• _Excerpts of pointing data_:
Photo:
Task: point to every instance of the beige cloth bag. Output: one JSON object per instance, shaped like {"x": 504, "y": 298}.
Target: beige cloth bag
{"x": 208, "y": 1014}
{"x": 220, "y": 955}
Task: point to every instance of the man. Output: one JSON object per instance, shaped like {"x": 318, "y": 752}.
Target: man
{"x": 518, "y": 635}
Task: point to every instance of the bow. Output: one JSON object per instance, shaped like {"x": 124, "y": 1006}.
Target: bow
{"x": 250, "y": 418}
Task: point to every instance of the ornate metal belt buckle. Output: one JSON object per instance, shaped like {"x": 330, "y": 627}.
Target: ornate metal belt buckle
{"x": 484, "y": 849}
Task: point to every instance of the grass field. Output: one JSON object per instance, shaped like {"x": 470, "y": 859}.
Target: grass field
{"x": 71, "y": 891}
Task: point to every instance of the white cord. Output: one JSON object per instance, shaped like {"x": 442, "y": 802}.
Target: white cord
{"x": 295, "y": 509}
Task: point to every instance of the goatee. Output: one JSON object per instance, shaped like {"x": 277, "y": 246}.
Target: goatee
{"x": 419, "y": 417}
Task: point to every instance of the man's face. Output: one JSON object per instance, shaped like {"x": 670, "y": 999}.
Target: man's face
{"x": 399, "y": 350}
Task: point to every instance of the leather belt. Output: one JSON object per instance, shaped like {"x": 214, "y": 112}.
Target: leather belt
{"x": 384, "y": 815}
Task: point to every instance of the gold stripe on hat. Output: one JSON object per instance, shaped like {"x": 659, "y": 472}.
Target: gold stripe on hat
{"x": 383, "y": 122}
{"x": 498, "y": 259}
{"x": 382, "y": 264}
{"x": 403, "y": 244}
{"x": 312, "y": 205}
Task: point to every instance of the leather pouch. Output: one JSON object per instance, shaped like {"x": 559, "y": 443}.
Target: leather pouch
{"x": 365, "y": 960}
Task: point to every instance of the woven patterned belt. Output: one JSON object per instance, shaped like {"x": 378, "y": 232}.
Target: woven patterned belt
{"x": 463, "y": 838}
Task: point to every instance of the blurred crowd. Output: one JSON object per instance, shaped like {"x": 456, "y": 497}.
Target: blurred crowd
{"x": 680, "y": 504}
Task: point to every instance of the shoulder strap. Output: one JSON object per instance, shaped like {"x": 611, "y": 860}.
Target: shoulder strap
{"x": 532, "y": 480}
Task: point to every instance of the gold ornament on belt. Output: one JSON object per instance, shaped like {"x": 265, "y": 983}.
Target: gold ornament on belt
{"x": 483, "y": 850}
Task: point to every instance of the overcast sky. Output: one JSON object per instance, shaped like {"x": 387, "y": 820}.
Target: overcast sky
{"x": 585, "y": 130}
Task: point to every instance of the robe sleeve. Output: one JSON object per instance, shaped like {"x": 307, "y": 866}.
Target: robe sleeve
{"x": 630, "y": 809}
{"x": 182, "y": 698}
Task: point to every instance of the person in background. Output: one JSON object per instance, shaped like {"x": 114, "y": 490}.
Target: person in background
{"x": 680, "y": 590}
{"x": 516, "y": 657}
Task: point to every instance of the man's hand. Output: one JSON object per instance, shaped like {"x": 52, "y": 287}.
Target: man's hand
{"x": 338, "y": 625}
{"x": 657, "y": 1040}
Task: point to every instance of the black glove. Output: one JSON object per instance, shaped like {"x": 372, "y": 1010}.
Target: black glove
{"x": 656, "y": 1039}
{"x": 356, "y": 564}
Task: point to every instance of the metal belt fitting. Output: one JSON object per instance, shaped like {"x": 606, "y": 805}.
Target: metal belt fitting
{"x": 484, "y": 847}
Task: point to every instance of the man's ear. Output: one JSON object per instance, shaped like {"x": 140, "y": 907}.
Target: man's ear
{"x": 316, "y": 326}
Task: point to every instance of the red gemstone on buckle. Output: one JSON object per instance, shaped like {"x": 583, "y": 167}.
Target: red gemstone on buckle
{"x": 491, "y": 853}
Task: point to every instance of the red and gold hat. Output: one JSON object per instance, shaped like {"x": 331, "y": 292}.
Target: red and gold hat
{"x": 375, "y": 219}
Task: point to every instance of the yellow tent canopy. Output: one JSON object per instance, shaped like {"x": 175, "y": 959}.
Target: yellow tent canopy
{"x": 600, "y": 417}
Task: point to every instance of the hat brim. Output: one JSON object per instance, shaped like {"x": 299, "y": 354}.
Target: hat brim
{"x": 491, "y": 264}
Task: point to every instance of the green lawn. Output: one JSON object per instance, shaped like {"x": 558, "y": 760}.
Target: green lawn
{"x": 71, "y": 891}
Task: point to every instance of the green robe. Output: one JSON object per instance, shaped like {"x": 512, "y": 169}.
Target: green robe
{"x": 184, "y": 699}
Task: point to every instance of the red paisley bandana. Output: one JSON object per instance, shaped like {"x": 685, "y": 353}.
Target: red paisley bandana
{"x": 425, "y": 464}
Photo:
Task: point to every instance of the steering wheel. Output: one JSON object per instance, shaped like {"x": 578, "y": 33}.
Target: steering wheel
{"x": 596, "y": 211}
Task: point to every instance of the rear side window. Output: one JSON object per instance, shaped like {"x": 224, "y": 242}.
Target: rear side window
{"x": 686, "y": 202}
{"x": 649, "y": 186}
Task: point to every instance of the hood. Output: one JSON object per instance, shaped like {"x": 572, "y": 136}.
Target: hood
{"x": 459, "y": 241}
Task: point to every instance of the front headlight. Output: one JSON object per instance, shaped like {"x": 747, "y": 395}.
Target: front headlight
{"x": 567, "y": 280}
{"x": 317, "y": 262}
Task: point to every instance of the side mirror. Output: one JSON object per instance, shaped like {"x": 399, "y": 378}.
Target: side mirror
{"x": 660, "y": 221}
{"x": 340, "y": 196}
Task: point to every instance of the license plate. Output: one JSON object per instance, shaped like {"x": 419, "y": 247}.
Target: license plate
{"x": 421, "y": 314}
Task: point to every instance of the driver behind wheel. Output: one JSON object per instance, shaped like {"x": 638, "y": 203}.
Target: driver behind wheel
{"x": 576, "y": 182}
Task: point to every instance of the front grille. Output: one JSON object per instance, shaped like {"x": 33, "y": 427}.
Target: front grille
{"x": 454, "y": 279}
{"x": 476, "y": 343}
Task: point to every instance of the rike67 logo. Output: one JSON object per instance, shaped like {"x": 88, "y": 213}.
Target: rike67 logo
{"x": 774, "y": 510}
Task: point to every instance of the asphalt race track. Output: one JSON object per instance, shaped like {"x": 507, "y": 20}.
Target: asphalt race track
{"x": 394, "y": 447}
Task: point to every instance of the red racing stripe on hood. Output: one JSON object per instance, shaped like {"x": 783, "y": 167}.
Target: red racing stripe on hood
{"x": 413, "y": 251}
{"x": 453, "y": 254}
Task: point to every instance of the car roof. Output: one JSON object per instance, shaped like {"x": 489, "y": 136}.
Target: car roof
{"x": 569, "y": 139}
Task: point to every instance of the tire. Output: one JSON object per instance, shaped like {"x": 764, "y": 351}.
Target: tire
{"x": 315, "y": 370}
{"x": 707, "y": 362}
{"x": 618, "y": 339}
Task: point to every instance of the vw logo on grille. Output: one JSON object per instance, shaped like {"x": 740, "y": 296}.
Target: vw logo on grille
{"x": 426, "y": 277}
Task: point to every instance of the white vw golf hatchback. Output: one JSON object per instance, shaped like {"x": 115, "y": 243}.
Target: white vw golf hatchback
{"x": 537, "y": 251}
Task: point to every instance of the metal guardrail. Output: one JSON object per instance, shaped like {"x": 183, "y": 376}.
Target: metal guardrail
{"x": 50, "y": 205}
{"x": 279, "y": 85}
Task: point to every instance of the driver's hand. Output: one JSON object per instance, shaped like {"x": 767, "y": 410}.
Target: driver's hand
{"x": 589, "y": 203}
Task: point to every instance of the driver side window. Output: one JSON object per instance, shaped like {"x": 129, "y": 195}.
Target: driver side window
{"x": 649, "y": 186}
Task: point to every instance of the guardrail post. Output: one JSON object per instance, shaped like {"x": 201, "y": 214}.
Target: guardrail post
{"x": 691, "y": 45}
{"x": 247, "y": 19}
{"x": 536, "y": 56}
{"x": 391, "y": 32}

• _WORK INSTRUCTIONS_:
Replace "guardrail" with "barrier" in the listing from the line containing "Task: point to every instance of the rike67" through the end of the listing, and give those lines again with everything else unchanged.

• _OUTPUT FOR THIS TASK_:
Task: point to every instance of the rike67 logo. Output: one JSON object per instance, shaped like {"x": 88, "y": 213}.
Target: rike67 logo
{"x": 774, "y": 510}
Task: point to every instance of the asphalt race track. Output: one JSON object per instance, shaped like {"x": 507, "y": 20}.
Target: asphalt race track
{"x": 394, "y": 447}
Task: point to every instance of the red racing stripe on hood. Output: one JSON object per instance, shaped like {"x": 783, "y": 167}.
Target: red racing stripe on hood
{"x": 413, "y": 251}
{"x": 453, "y": 254}
Task: point to every instance of the car roof. Output: one JSON object per instance, shaped like {"x": 489, "y": 136}.
Target: car roof
{"x": 569, "y": 139}
Task: point to every instance of the tire. Output: one JSON object per instance, shaped like {"x": 764, "y": 351}.
Target: tire
{"x": 315, "y": 370}
{"x": 707, "y": 362}
{"x": 618, "y": 339}
Task: point to every instance of the vw logo on grille. Output: one JSON object per instance, shaped like {"x": 740, "y": 296}.
Target: vw logo on grille
{"x": 426, "y": 277}
Task: point to every instance of the white vw golf hatchback. Output: one JSON object per instance, shaped like {"x": 115, "y": 243}.
Target: white vw golf hatchback
{"x": 537, "y": 251}
Task: point to every instance of the metal barrier. Output: one JSON object per instance, shaped like {"x": 183, "y": 376}.
Target: metal barrier
{"x": 50, "y": 205}
{"x": 279, "y": 85}
Task: point to every instance of the driver's hand. Output: one JSON object per instance, shaped like {"x": 767, "y": 410}.
Target: driver's hand
{"x": 589, "y": 203}
Task: point to every instance of the driver side window. Output: one JSON object per instance, shaped like {"x": 129, "y": 195}.
Target: driver side window
{"x": 649, "y": 186}
Task: point to every instance of the barrier post. Output: one JSON object per instance, shaped like {"x": 201, "y": 214}.
Target: barrier post
{"x": 691, "y": 45}
{"x": 247, "y": 19}
{"x": 536, "y": 56}
{"x": 391, "y": 32}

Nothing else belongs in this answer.